What to do
Pull out every line in the listing below that contains the string "green". Only matches with the same uppercase and lowercase letters count.

Input rows
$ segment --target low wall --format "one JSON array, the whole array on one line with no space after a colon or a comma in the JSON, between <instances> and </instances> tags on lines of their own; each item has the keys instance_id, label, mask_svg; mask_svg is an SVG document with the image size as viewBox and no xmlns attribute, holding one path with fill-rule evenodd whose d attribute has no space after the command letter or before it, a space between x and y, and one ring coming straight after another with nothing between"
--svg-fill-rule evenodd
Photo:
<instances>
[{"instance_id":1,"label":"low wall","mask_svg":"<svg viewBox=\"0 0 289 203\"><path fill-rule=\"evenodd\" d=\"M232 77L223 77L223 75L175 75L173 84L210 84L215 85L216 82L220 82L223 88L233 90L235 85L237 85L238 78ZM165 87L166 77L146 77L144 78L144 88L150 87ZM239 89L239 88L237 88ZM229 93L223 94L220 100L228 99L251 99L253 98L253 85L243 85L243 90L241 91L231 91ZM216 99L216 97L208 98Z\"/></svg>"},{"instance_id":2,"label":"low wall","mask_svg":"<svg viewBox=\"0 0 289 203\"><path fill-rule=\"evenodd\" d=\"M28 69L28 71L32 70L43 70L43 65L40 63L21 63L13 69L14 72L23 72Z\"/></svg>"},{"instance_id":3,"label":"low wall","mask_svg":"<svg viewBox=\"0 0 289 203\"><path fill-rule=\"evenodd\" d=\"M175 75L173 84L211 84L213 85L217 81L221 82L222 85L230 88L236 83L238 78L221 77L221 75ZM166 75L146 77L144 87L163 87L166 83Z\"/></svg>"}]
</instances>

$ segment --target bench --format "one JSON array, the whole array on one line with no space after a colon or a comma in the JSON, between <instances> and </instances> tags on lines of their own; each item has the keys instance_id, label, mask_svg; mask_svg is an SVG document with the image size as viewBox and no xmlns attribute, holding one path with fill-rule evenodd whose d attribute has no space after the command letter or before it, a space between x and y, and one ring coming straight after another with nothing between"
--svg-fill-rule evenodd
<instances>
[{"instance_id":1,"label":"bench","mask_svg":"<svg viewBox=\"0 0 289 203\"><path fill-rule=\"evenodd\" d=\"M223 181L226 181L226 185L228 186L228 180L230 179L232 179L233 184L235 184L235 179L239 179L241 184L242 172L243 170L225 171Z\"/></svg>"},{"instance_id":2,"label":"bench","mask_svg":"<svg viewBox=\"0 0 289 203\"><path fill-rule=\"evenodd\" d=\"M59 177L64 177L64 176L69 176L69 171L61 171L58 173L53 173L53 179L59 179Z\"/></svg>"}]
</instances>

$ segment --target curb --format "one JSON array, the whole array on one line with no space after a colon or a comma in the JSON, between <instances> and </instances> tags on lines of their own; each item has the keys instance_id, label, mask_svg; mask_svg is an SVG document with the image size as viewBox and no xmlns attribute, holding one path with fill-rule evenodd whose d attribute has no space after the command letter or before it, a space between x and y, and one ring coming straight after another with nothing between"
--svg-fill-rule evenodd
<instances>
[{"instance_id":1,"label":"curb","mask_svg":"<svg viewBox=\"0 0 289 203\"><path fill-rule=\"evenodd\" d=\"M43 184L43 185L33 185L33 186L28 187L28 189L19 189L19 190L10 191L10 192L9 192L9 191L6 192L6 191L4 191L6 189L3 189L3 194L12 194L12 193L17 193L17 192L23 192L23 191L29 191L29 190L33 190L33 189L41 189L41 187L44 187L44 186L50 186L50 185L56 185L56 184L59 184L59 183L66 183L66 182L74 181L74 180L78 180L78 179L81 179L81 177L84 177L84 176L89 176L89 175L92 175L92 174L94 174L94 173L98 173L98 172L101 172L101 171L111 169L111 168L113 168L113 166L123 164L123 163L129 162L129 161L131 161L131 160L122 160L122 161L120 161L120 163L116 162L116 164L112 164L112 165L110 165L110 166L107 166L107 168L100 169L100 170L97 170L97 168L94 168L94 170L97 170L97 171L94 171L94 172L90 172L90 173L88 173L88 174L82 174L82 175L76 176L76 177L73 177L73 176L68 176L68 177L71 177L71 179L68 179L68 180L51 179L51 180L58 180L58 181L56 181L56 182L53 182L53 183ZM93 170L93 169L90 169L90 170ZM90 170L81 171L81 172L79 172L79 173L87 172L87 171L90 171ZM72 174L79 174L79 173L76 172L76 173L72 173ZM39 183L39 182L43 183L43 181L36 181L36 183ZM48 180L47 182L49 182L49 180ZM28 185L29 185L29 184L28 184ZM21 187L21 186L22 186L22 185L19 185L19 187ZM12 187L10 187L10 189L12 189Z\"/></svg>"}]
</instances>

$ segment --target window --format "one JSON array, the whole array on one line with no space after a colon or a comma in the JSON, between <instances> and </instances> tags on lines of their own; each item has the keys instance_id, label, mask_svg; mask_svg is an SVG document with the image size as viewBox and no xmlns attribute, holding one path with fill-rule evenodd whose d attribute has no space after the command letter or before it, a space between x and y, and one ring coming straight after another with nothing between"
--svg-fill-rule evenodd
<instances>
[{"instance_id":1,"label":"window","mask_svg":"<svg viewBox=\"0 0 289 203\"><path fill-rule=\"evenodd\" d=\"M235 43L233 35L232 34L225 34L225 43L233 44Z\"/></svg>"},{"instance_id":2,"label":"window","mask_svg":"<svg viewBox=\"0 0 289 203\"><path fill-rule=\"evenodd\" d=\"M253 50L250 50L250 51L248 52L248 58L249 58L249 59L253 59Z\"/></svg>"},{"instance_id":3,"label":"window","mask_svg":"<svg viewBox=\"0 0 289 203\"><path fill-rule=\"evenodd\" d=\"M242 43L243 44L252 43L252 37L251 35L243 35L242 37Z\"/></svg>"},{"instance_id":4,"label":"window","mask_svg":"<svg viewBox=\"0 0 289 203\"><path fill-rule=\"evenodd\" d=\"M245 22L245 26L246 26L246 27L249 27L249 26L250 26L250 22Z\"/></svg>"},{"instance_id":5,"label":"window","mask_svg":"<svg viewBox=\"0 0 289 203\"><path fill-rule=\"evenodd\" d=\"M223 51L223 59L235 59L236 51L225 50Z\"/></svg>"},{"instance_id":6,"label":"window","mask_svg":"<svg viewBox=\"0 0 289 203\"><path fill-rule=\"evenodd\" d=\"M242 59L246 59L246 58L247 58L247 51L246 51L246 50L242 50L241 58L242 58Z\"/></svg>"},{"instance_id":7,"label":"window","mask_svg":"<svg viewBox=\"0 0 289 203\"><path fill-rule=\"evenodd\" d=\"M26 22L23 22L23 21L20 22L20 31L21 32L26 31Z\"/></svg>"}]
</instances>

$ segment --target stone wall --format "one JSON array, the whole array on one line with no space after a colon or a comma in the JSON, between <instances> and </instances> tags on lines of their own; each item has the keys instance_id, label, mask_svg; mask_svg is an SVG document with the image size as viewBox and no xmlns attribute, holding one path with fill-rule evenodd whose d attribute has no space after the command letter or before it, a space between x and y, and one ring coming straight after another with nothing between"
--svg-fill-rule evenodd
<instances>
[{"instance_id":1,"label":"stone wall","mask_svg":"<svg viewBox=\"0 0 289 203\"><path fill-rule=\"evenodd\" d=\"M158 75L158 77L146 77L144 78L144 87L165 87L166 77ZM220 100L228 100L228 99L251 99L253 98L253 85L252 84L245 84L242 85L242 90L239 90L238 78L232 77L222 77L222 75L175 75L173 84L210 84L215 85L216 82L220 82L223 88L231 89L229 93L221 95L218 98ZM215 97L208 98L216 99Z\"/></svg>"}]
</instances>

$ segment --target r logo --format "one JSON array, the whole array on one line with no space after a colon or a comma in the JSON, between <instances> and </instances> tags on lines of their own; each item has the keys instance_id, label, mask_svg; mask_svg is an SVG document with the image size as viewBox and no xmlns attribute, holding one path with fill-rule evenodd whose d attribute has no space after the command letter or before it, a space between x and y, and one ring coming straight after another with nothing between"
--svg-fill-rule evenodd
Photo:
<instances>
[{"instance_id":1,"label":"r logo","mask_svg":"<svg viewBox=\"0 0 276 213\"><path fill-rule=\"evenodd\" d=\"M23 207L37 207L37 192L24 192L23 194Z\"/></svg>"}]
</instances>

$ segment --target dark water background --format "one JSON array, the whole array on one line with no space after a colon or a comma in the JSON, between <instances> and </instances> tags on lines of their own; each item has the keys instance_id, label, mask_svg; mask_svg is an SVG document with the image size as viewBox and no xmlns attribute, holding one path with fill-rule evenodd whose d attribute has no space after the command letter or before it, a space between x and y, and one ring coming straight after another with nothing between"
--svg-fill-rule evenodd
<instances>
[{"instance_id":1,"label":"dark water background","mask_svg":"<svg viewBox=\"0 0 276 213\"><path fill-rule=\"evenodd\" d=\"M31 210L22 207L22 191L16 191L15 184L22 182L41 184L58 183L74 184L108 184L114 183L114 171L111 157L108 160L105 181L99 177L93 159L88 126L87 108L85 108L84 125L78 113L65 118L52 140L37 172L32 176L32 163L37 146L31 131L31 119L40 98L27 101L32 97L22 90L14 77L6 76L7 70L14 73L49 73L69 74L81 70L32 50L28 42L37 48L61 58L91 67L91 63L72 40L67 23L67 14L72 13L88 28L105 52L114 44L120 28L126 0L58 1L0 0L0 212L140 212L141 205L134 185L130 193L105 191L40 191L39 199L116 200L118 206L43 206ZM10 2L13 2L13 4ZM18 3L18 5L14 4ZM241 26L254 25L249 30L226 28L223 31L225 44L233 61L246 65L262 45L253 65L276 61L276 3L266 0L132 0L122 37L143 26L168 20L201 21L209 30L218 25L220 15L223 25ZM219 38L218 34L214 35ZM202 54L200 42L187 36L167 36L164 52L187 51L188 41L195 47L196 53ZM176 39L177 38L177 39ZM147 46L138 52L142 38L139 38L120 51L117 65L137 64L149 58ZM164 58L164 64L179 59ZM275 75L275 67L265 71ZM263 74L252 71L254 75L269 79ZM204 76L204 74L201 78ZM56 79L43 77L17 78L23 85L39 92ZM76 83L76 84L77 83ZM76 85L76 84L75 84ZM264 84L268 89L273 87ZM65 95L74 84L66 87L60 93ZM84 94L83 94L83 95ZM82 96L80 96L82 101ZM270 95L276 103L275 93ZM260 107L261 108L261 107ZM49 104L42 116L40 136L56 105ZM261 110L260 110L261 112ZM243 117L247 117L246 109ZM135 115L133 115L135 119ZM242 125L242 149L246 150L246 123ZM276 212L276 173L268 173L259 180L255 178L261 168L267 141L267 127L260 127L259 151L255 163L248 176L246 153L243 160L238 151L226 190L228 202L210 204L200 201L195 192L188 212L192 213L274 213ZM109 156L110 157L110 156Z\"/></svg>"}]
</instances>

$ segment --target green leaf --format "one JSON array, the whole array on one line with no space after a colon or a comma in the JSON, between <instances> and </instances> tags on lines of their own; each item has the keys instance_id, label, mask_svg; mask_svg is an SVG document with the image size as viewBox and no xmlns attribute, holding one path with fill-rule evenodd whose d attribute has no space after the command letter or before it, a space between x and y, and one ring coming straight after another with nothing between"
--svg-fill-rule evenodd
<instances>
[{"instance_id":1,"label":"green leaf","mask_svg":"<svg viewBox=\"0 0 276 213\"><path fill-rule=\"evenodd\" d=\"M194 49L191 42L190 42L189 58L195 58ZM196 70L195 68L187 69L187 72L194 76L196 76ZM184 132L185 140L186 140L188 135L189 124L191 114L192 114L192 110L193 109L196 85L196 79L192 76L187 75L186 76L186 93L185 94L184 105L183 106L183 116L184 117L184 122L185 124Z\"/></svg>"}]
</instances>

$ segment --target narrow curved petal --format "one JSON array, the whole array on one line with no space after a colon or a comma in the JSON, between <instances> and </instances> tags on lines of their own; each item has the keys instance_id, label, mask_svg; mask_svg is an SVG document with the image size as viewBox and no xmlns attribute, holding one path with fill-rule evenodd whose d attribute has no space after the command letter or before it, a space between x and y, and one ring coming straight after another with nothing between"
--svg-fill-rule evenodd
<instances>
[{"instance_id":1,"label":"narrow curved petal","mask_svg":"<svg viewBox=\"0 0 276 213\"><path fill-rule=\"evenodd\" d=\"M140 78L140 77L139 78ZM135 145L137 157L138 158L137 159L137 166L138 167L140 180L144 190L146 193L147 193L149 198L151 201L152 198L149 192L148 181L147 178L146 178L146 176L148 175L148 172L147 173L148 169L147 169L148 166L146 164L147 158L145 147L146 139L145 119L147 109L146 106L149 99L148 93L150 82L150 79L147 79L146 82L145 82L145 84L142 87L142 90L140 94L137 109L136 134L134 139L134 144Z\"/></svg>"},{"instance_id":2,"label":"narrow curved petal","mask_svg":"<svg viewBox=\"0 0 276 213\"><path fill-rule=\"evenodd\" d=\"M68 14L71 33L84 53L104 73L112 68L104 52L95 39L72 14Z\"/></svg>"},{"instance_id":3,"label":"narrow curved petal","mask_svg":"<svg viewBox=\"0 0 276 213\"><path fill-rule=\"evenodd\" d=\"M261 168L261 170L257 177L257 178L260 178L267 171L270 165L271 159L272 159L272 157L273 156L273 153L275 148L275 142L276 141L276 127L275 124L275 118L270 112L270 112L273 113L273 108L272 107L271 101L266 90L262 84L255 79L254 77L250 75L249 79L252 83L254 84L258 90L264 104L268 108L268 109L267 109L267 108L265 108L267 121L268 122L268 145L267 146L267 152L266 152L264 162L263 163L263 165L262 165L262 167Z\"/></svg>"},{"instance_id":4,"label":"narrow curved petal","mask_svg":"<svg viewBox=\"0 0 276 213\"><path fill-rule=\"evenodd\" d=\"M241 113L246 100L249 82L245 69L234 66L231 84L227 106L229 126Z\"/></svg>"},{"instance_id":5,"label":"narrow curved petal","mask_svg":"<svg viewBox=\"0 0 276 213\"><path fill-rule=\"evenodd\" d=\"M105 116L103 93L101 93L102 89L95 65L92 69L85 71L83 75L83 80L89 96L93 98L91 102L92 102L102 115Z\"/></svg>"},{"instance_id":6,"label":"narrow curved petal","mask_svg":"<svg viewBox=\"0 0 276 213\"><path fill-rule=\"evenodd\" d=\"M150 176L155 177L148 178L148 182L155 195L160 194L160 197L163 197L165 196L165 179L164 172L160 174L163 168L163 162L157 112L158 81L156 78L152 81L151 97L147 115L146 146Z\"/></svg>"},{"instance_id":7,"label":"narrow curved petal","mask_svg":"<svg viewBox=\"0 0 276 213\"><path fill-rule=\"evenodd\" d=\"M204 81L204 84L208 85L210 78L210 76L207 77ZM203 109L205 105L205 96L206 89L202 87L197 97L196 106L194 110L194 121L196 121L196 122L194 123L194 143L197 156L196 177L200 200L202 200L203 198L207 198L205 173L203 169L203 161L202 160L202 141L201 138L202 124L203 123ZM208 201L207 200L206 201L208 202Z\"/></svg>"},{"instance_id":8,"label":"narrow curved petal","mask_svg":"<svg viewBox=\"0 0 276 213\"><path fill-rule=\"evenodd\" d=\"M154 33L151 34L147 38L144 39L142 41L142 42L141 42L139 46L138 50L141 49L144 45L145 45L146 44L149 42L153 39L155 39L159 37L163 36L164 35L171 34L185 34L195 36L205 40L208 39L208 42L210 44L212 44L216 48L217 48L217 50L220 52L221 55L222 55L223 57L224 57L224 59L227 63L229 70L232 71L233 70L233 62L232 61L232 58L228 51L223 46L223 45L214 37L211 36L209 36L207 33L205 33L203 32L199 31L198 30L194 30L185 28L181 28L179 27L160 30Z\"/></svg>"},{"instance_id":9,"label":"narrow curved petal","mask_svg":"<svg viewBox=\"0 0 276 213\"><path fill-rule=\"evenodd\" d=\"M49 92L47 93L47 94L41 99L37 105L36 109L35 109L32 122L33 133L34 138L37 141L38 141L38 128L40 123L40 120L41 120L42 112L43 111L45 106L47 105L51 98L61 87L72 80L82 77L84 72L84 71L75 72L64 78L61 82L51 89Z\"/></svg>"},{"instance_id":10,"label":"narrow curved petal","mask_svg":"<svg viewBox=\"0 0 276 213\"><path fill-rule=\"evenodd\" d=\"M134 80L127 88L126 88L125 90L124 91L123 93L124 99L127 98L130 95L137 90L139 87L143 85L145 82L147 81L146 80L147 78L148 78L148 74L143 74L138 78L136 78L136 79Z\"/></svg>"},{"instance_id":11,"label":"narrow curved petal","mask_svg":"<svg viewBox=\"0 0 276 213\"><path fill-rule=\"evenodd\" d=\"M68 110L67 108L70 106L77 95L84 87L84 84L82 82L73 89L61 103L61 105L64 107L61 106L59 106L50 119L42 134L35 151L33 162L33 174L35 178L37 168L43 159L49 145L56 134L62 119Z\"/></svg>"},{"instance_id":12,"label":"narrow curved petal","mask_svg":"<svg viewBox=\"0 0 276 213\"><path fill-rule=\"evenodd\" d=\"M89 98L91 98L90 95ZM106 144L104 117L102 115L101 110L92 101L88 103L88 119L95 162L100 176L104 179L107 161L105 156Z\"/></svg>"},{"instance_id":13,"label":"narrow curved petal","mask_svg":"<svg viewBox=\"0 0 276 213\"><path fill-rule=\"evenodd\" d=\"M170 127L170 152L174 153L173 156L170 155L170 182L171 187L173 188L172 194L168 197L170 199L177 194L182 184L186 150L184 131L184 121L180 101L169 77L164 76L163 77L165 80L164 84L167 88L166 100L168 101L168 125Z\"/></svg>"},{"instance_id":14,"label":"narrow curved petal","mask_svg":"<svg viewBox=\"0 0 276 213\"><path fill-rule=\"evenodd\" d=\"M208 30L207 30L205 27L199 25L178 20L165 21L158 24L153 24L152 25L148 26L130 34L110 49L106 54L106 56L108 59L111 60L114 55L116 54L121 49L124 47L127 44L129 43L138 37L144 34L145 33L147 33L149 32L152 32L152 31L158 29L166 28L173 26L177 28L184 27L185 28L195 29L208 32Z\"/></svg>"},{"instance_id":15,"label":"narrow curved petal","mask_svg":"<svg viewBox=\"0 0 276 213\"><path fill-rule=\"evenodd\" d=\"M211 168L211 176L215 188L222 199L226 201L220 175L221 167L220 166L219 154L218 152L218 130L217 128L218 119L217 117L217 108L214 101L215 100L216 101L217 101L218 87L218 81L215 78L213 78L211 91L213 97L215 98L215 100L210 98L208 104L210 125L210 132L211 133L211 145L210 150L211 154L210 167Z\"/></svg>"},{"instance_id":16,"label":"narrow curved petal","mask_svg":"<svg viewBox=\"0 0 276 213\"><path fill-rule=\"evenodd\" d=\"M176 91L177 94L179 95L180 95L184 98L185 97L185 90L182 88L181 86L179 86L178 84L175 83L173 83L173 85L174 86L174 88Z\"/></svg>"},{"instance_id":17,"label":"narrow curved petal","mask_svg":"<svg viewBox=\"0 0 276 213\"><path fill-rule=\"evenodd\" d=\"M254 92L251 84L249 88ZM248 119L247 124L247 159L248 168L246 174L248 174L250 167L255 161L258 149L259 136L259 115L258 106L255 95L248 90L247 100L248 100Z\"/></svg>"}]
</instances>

Solution
$ segment --target green leaf --format "one JSON array, the whole array on one line with no space after a colon or a comma in the JSON, between <instances> and </instances> tags on lines of their own; each item has the keys instance_id, label, mask_svg; mask_svg is an SVG document with the image size as viewBox and no xmlns attribute, holding one path with fill-rule evenodd whose d attribute has no space after the command letter or before it, a space between x and y, and one ring coming straight after another with nothing between"
[{"instance_id":1,"label":"green leaf","mask_svg":"<svg viewBox=\"0 0 276 213\"><path fill-rule=\"evenodd\" d=\"M194 49L191 42L190 42L189 58L195 58ZM196 70L195 68L187 69L187 72L194 76L196 76ZM184 132L185 140L186 140L188 135L189 124L191 114L192 114L192 110L193 109L196 85L196 79L192 76L187 75L186 76L186 93L185 94L184 105L183 106L183 116L184 117L184 122L185 124Z\"/></svg>"}]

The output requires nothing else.